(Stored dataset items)
━━━━━━━━━━━━━━━━
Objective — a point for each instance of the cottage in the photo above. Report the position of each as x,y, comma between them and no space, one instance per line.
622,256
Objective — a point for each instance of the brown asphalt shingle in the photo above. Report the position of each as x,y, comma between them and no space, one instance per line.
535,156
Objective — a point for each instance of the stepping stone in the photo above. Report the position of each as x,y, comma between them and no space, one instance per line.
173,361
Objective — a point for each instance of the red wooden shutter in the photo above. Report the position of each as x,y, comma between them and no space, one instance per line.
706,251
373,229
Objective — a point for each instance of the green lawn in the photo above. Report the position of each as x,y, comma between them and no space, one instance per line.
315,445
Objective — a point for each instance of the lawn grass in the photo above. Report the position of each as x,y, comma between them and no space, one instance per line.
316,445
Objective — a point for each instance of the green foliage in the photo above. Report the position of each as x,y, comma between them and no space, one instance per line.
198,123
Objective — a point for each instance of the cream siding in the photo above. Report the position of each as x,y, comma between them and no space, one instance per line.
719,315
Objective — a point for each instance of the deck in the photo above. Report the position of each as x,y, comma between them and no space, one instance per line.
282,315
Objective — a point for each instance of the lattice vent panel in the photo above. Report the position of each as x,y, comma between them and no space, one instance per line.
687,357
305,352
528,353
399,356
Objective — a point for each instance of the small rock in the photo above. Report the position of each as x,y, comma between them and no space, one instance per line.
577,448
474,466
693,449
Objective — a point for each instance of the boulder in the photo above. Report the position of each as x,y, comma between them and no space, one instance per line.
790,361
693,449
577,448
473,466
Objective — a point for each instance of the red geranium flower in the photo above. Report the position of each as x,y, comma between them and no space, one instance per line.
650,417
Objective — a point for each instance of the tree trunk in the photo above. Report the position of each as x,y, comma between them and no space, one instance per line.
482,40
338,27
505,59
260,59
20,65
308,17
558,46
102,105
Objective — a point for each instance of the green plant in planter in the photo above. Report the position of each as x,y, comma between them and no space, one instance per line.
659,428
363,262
━━━━━━━━━━━━━━━━
# [Aim of the task]
A verbatim copy of every entry is required.

# [Task output]
Objective — a point for each instance of the cottage in the photo above. Report the position of each as x,y, comma between them and no space, one instance per line.
622,256
Objective — a point for each instance of the brown asphalt shingle in the photo above. Report the position of each as x,y, comma between them and no space, one instance per line.
535,156
Objective — a point for each instance of the stepping stone in the photo above. Report the position of each as x,y, comma between them and no space, one instance per line.
173,361
Objective — a point for each instance of the red wooden shutter in the photo above. Report the position of each as x,y, comma between them and no space, one instance per line.
706,251
373,229
Objective — a point for each instance of the green lawn in the photo above. Report the position of each as x,y, comma between them and no space, one instance per line.
315,445
Objective — a point for each instance of the lawn grass in the photo above. Report the position of each as x,y, comma between them and no space, one instance per line.
316,445
Objective — a point for each instance of the green foliage in the photo above. Report the position of each as x,y, comma between them and no space, one instance per line.
198,123
Objective — a point for each instance of the cream siding in the photo above. Report the position of each as x,y, comma between them and no space, one instance per line.
719,315
Objective — a point for each instance of the deck in the photo above. Report the position of each as x,y, comma between them and no space, one instance per line.
282,315
Objective — a point for each instance of the lattice vent panel in the photo above. Report the position of each as x,y, comma between them and no space, one instance per line.
687,357
305,352
528,353
399,356
Objective — a point for each instance of the small rock in the photo above. Report the position of each as x,y, comma between them and no space, one instance per line.
577,448
474,466
693,449
Objective — a point for each instance of the boulder in the photo above. Report the position of each as x,y, comma between them and no space, one instance per line.
790,361
693,449
577,448
473,466
Objective — a point for each instance of the red geranium flower in the photo above. Report the position of each as x,y, comma between them and no space, one instance per line.
650,417
Objective — a point for each instance of the tree trunk in the photo above. Report the position of each as x,y, comma between them and no space, one instance per line.
482,40
338,27
505,59
260,59
20,65
308,17
558,46
102,105
Objective — a point for each instance of the green plant in planter in the photo above. Report the position of each as x,y, comma between them and no space, one instance per line.
659,428
363,262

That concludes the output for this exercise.